Records for the exercise:
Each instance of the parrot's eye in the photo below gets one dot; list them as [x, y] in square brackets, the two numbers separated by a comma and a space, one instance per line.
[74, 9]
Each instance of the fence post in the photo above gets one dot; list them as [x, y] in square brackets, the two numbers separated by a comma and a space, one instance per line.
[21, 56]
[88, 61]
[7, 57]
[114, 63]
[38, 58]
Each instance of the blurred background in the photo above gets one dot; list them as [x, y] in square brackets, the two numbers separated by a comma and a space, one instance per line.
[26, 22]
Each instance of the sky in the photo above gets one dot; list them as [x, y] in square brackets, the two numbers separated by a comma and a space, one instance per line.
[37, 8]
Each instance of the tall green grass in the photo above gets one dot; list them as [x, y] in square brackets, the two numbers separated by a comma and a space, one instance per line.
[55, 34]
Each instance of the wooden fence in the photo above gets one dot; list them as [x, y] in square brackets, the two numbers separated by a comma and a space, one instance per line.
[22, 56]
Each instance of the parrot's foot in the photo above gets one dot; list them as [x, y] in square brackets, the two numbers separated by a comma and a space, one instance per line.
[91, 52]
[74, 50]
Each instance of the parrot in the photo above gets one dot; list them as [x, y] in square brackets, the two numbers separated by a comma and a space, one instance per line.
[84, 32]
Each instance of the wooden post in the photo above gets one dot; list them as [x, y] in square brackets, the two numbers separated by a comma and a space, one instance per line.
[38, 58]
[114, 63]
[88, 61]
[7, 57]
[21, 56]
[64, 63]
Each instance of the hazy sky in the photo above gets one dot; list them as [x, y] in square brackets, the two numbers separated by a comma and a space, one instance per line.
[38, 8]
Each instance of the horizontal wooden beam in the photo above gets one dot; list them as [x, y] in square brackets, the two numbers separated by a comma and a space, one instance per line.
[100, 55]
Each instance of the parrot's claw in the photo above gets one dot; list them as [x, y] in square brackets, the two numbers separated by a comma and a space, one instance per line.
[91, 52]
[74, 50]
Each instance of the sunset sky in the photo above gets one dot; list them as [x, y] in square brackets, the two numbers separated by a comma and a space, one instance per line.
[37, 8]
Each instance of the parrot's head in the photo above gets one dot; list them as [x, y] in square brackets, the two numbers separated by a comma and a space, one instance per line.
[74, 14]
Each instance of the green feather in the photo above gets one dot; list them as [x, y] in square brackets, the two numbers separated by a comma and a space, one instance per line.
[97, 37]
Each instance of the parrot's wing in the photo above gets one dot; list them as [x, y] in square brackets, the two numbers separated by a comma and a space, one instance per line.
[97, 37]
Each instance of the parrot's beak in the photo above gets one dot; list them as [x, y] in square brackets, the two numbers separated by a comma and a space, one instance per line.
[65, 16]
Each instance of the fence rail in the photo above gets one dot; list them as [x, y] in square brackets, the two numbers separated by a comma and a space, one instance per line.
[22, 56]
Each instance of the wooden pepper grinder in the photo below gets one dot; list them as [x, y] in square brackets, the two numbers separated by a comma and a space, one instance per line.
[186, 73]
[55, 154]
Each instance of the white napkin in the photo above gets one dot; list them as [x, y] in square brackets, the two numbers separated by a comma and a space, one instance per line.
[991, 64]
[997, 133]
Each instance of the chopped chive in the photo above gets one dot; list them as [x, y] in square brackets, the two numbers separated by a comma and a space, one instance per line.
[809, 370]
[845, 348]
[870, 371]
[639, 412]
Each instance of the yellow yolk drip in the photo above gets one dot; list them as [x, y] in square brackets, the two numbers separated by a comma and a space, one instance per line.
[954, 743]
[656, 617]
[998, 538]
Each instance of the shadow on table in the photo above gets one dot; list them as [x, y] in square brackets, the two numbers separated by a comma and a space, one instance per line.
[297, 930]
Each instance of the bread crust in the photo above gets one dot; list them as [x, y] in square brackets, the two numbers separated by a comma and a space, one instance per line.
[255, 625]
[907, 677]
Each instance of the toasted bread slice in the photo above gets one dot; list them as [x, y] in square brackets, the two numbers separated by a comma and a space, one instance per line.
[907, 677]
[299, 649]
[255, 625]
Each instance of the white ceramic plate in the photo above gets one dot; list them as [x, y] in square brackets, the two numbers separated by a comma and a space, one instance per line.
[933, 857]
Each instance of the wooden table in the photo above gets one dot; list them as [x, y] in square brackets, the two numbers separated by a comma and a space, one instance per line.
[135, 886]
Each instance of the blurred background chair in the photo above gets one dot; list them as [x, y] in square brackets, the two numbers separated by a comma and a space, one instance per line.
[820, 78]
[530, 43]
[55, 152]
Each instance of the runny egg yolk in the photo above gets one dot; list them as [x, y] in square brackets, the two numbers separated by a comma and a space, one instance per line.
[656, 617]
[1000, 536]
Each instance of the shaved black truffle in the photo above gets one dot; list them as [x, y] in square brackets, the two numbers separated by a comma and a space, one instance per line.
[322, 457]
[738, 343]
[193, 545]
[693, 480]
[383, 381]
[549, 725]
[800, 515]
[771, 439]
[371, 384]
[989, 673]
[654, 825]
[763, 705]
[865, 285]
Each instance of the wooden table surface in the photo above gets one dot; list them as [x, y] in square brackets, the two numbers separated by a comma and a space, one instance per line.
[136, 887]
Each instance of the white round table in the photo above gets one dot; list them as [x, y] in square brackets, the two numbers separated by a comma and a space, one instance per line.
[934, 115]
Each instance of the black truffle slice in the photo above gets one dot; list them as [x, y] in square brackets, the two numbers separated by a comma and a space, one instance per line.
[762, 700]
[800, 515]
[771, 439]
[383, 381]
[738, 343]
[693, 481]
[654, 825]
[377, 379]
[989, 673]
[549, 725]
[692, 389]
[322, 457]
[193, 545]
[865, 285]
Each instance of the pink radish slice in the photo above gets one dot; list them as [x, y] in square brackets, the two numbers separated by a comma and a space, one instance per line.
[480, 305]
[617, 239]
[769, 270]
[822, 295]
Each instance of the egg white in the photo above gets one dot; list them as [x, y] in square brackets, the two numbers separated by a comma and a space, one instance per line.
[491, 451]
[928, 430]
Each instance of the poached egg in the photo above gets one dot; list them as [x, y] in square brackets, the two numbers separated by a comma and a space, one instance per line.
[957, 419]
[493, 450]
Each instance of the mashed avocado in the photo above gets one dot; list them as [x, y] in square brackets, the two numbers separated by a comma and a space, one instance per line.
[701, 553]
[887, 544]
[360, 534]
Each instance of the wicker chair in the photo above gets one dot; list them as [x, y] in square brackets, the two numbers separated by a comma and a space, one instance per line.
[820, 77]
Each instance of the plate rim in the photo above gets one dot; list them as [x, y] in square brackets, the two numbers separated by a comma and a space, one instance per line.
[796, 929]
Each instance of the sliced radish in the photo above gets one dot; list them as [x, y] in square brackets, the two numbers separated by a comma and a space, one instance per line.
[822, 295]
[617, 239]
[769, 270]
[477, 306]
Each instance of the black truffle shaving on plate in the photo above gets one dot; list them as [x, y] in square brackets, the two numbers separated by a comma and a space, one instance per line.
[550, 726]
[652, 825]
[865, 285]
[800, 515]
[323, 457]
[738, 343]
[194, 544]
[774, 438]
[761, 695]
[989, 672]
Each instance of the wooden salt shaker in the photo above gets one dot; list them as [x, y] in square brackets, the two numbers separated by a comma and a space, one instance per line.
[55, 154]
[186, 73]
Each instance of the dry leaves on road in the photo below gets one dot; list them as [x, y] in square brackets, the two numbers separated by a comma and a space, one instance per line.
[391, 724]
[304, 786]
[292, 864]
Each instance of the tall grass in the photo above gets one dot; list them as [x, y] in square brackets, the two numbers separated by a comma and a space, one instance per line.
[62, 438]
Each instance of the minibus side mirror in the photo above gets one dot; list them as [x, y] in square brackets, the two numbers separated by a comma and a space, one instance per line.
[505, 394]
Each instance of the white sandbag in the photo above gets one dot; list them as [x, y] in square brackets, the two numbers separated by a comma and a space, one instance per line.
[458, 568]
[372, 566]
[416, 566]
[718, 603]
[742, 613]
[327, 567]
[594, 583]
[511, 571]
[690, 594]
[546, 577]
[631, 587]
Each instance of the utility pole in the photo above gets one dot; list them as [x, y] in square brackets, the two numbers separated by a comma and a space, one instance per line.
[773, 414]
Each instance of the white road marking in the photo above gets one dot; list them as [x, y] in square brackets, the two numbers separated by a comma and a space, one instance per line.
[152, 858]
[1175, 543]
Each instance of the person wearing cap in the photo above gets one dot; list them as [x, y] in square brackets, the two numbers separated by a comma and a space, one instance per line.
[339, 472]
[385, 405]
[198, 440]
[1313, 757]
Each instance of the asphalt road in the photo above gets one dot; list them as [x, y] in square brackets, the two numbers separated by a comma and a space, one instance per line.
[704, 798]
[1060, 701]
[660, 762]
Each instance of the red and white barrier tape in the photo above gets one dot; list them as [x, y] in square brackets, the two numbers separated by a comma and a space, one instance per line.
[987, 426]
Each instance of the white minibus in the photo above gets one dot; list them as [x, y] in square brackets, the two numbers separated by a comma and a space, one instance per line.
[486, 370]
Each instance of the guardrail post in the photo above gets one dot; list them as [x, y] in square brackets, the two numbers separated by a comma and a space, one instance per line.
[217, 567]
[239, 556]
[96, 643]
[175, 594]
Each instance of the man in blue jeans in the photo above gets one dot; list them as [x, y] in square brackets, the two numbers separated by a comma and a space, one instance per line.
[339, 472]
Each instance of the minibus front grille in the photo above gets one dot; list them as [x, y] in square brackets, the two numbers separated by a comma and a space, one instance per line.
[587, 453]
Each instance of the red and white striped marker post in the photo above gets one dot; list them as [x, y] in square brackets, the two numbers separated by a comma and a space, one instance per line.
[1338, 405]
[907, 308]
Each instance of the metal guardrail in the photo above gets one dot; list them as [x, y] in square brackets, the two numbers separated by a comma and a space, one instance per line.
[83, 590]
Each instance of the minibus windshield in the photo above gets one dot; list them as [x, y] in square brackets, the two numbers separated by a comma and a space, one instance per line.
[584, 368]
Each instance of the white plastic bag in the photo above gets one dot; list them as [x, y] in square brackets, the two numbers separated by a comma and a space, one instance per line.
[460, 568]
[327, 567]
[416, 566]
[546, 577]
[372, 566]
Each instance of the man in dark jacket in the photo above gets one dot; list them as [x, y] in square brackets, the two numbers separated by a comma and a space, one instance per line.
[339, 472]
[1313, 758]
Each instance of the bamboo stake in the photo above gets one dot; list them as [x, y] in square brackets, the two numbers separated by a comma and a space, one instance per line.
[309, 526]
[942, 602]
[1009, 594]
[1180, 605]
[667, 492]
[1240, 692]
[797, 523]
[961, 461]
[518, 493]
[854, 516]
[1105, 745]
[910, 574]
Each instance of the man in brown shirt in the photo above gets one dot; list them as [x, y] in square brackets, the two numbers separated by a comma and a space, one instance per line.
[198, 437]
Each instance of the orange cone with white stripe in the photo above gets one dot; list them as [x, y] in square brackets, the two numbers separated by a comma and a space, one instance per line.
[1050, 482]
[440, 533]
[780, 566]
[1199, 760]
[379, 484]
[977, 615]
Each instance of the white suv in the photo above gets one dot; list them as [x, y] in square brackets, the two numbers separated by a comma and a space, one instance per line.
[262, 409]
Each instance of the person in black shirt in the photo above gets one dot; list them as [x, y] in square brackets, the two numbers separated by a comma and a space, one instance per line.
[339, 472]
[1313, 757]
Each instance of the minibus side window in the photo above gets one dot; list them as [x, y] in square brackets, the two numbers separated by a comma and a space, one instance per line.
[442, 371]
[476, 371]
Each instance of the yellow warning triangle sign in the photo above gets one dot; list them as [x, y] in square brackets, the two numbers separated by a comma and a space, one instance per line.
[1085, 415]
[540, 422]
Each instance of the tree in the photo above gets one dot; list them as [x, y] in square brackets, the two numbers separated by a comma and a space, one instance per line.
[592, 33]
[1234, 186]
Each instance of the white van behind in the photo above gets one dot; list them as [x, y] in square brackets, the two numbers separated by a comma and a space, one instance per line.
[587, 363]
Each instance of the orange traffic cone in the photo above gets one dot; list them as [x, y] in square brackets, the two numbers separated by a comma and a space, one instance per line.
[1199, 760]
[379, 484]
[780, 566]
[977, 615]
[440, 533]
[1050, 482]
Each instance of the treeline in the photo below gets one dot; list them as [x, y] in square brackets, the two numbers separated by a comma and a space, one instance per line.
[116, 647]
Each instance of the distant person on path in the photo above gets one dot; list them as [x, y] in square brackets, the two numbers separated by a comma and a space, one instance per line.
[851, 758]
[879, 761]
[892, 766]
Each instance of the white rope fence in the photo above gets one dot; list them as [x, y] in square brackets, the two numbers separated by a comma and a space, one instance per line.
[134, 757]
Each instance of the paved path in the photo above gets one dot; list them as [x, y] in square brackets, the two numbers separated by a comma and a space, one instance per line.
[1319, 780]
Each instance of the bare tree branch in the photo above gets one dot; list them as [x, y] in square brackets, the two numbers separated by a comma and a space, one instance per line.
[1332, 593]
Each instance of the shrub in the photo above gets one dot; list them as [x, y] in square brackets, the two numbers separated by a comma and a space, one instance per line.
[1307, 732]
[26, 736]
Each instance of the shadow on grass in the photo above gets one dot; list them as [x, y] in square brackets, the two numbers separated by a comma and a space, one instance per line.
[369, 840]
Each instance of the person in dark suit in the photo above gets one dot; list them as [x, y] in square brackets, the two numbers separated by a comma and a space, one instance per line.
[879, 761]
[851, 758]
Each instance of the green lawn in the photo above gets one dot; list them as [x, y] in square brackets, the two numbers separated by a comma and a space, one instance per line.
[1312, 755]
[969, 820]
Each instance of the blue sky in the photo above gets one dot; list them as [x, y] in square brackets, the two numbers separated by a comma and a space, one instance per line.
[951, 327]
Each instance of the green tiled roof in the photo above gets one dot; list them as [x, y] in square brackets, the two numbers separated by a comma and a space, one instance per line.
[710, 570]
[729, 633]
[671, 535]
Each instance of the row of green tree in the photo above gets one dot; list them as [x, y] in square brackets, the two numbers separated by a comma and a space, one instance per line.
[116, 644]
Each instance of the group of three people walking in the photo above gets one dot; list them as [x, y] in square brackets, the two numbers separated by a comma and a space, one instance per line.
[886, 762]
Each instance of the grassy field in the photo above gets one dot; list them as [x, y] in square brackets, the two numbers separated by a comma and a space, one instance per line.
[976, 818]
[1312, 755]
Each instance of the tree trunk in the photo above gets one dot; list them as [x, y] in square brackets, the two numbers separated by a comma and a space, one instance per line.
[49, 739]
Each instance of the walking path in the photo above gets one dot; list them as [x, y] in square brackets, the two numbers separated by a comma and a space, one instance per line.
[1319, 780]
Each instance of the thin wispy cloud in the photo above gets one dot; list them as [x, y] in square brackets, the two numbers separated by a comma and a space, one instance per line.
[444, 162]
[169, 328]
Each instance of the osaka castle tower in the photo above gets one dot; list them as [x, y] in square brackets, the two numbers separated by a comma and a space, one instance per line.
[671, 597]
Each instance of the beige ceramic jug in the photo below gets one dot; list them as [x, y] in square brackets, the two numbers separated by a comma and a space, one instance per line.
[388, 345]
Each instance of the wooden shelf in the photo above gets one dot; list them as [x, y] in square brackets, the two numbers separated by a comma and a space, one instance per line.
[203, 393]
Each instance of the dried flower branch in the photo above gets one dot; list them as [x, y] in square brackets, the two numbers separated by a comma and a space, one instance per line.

Work required: Write the lines out verbatim, from the one with "Each instance of the osaka" through the last line of the entries, and stop there.

Solution:
Each instance of the osaka castle tower in the photo above gets one dot; list them as [x, y] in square brackets, the two numbers separated by a comma and a space, one instance per line.
[671, 597]
Each instance of the beige ceramic jug in the photo below gets one dot; list them as [x, y] in square brackets, the two numbers separated by a comma and a space, one instance per line.
[388, 345]
Each instance of the wooden shelf in the photo above gets one dot; list them as [x, y] in square brackets, the two numbers separated by a comma and a space, one instance per line.
[203, 393]
Each instance of the dried flower branch in the photo above gets one dot; list them as [x, y] in square brackets, the two numbers separated by a comma and a space, one instance per line.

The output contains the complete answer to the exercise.